- **What the task requires**
Please write out the following piece on the Humana Vintage store in Florence word for word, beginning at "To develop an" and stopping after "and Latin America.".

Shoppers are flocking to the newly opened Humana Vintage on via delle Belle Donne as word has spread of an affordable vintage selection whose profits go to charity. Florence is the latest city in a roster of a dozen stores for the Italian branch of the worldwide non-profit Humana People to People, which conducts solidarity and sustainable development projects in the Southern Hemisphere.
On a recent visit, some ten days after the store’s official opening, I browsed the racks and selected some warm woollen sweaters with the quality you only find in the Made-in-Italy of 20 or 30 years ago. Visitors from northern Europe were evaluating winter coats, a lady from Washington, D.C. immediately nabbed a fabulous leather jacket, and creative teens picked out items from the Nineties, strategically betting that they will still be in the store the following week at a discounted price.
To develop an optimum Humana shopping strategy, as well as to find out more about where the store’s profits go, I spoke with Luca Gilardi, head of Italian stores. What’s interesting is how Humana controls the entire value chain of used clothing, from collection boxes to sale in stores around the world (even in Africa) and also directly manages monies raised through their management of projects in Africa, Asia and Latin America.

- **Records shown**
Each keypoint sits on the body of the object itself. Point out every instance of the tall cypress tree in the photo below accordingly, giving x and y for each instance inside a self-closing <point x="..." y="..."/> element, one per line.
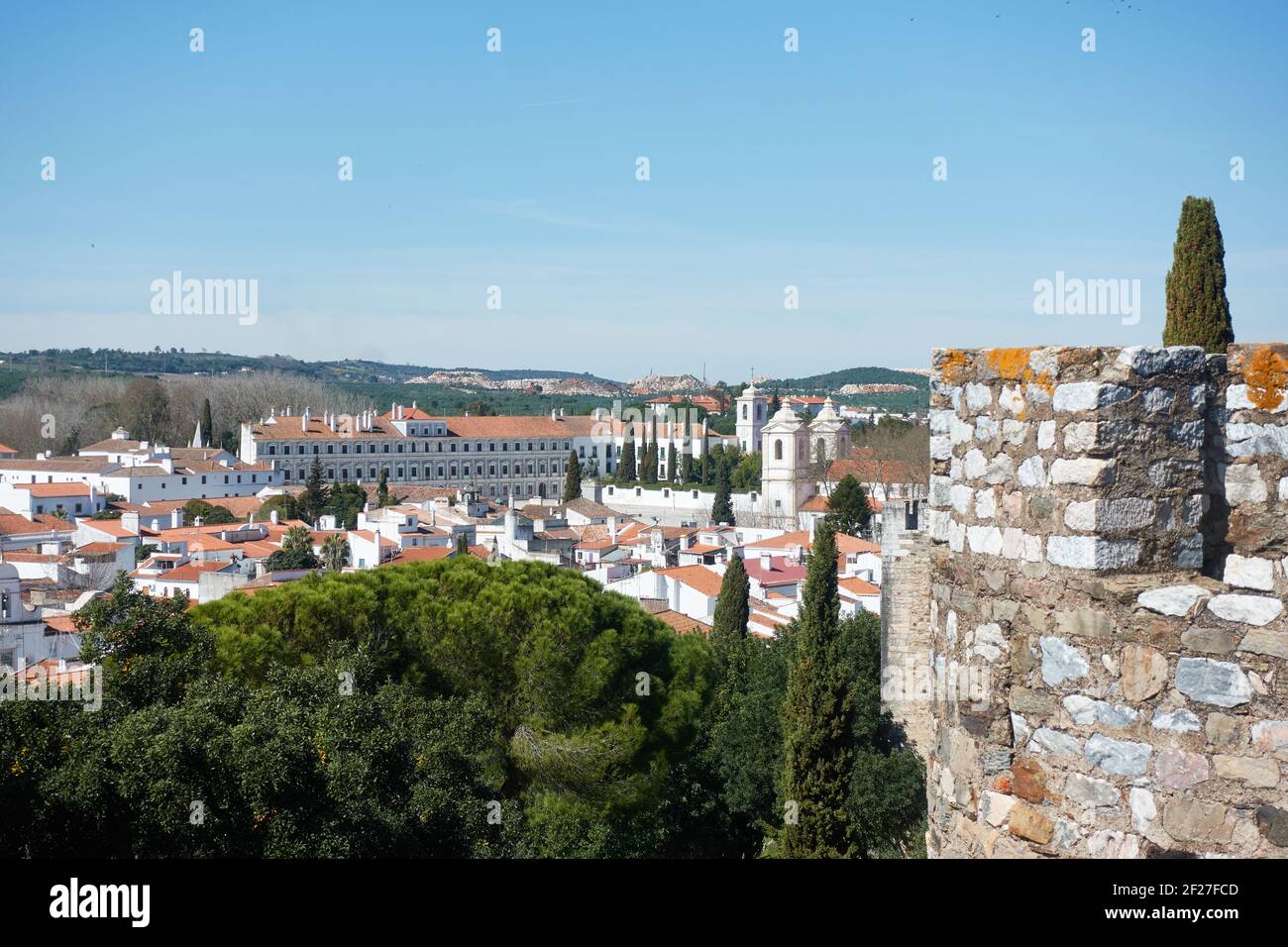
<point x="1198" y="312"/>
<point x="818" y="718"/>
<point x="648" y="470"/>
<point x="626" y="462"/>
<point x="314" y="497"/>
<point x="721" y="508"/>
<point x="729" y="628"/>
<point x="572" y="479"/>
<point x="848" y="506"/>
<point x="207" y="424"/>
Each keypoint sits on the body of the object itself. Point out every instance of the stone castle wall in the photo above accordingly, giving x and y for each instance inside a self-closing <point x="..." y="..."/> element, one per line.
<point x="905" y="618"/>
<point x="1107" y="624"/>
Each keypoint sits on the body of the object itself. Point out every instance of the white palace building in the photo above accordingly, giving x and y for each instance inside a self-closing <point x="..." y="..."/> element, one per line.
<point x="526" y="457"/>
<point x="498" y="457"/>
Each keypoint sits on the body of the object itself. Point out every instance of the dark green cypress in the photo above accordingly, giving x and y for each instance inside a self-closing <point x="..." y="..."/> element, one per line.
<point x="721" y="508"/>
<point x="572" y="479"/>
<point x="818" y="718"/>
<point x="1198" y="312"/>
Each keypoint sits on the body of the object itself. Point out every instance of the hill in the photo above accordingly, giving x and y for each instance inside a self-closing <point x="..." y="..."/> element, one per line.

- **Response**
To develop an optimum Humana shopping strategy, as well as to find out more about where the store’s profits go, I spoke with Luca Gilardi, head of Italian stores. What’s interesting is how Humana controls the entire value chain of used clothing, from collection boxes to sale in stores around the world (even in Africa) and also directly manages monies raised through their management of projects in Africa, Asia and Latin America.